**DOCUMENT TEXT**

I must admit, I’ve been thinking a bit about the commentary about oracle not getting into SaaS because there's more money to be made in on-premise. Because of this  I re-read Phil Waineright’s post about how Oracle was spurning SaaS for ERP easy pickings.

The thing I noticed second time around was that the quote wasn’t from Larry, it was in fact from the Information weeks reporter and was her interpretation of what Larry said.  So I went searching for another article and found this one which presents a channel centric, less sensationalist view of what Larry actually said.

The interesting thing is that the high points Larry mentions, are almost exactly the same as Steve Singh in his really insightful interview with Bob at Smoothspan.

 

“ Steve:  This is just one guy’s prediction.  I don’t believe large companies can make the conversion.  Forget their genetic code.  How many will take the pain?  Companies won’t reinvent themselves. 

Think of taking a $40B company to On-demand.  The value of the business will go through huge negative change.  It will get crushed.  Cash flow will get crushed.  You have to layoff.  The transition is really hard and its very sudden.

If you’re north of $100M its hard.  Over $1B its impossible.”

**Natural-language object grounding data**

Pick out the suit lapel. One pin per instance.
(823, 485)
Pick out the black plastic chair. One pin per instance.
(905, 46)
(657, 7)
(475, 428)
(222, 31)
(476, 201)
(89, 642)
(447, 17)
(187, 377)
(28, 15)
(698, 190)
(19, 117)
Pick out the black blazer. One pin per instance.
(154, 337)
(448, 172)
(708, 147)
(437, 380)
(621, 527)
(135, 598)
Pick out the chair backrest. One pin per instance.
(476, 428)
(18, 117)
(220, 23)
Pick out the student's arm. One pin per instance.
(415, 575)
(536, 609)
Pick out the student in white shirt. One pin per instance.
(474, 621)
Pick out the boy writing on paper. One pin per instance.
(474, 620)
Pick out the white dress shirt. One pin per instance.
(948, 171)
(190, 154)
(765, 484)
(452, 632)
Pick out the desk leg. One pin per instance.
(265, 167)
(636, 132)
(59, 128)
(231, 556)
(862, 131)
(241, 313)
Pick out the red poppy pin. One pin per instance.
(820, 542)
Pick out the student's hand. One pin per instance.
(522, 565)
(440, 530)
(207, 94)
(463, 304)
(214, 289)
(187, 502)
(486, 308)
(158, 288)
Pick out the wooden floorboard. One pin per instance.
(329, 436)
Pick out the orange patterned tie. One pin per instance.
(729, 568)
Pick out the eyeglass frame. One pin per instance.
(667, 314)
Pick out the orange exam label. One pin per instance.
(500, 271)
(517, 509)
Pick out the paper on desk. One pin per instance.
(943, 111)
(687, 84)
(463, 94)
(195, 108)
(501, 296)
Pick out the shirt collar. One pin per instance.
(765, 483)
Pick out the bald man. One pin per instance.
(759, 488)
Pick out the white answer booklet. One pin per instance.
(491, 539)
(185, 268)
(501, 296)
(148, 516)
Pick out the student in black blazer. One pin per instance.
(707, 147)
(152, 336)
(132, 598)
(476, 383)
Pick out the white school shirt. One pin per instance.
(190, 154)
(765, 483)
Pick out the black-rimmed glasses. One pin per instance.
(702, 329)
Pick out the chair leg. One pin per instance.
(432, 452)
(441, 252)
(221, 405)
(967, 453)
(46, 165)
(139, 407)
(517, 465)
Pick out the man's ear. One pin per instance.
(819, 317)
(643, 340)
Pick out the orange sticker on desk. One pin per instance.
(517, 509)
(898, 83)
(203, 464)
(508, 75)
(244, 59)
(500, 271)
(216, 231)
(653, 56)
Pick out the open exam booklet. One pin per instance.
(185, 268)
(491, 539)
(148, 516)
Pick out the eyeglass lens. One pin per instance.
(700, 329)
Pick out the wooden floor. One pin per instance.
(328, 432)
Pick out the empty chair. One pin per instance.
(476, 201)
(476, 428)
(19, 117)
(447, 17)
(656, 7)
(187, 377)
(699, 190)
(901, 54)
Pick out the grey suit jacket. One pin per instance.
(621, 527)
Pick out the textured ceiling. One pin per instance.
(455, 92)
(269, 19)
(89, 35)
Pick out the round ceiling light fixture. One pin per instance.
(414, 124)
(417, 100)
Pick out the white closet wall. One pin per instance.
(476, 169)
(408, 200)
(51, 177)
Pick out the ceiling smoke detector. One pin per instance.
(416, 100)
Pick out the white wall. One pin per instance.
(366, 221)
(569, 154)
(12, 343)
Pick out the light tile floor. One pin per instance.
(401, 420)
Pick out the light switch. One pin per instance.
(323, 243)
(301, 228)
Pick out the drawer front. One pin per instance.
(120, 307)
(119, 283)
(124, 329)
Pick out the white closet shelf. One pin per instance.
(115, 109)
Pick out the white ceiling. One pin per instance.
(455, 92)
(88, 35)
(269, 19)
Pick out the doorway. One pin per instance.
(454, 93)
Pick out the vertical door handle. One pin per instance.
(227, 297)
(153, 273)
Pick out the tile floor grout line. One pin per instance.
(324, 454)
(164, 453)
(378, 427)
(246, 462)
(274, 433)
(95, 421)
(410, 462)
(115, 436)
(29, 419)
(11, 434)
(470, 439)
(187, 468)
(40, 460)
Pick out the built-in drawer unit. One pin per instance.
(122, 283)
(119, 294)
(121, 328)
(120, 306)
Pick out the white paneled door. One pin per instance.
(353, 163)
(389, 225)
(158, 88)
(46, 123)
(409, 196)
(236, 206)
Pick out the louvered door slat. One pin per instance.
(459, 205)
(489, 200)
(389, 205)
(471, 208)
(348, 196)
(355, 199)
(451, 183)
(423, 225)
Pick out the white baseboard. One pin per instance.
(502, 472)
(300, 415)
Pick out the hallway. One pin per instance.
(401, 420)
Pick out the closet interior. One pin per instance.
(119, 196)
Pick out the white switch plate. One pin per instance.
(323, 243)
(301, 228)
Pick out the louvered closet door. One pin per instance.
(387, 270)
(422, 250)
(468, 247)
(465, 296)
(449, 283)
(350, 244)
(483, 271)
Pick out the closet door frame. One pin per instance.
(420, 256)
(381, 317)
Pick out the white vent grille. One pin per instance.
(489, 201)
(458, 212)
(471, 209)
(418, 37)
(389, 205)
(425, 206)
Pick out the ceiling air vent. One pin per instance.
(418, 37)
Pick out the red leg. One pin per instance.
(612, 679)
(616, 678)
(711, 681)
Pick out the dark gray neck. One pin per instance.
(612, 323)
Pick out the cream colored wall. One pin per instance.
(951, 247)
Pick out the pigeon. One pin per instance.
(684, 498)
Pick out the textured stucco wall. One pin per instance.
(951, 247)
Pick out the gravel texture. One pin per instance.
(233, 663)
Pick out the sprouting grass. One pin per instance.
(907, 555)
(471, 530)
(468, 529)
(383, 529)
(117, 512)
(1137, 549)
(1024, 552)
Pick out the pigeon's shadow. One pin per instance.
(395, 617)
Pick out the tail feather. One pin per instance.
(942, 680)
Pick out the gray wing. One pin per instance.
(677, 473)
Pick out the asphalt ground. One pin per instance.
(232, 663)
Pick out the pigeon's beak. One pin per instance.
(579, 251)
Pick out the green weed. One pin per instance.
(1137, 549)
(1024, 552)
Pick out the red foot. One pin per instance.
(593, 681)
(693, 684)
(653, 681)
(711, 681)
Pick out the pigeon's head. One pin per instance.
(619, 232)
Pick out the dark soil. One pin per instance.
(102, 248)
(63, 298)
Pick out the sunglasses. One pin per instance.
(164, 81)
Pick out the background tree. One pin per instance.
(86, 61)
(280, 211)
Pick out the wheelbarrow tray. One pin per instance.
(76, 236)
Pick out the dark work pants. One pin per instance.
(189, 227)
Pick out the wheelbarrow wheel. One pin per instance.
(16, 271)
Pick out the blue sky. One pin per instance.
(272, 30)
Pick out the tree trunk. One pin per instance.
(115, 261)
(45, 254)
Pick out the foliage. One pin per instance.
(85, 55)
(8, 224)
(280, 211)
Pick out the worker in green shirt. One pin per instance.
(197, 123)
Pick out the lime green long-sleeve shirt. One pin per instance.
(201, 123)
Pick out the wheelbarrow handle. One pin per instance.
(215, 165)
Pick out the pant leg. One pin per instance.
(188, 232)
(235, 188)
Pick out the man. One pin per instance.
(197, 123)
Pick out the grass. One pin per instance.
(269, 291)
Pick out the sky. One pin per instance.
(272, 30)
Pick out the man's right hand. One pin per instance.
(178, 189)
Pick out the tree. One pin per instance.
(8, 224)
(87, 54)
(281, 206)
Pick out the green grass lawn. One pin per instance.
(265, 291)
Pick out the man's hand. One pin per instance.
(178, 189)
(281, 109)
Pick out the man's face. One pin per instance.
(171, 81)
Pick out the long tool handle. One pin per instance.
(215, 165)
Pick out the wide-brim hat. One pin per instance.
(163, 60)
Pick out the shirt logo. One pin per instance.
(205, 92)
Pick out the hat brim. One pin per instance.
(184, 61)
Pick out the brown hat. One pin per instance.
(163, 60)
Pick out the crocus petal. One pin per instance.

**TASK REQUIREMENTS**
Answer these questions about the text on Oracle and SaaS:
(a) According to the text, who was the quote in the post about Oracle spurning SaaS actually from?
(b) Who conducted the interview with Steve Singh?
(c) Above what company size does Steve say the move to on-demand is impossible?

**TASK RESULT**
(a) The Information Week reporter, giving her interpretation of what Larry said
(b) Bob at Smoothspan
(c) Over $1B